*** Data entries ***
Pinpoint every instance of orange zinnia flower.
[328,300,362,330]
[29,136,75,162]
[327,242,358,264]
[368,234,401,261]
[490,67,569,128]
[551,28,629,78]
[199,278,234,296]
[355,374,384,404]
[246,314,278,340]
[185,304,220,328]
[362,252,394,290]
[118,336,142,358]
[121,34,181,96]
***
- Your objective
Please reproduce every line of the data records, including the requests, and add -32 to each number in the bounding-box coordinates of the answers.

- The answer
Pinpoint every instance of orange zinnia flower.
[296,268,330,298]
[-3,104,43,130]
[295,210,326,232]
[336,202,369,229]
[458,35,537,96]
[519,-4,597,46]
[167,246,202,264]
[323,342,352,372]
[214,282,246,308]
[153,272,188,296]
[330,220,362,258]
[86,304,110,326]
[89,2,149,64]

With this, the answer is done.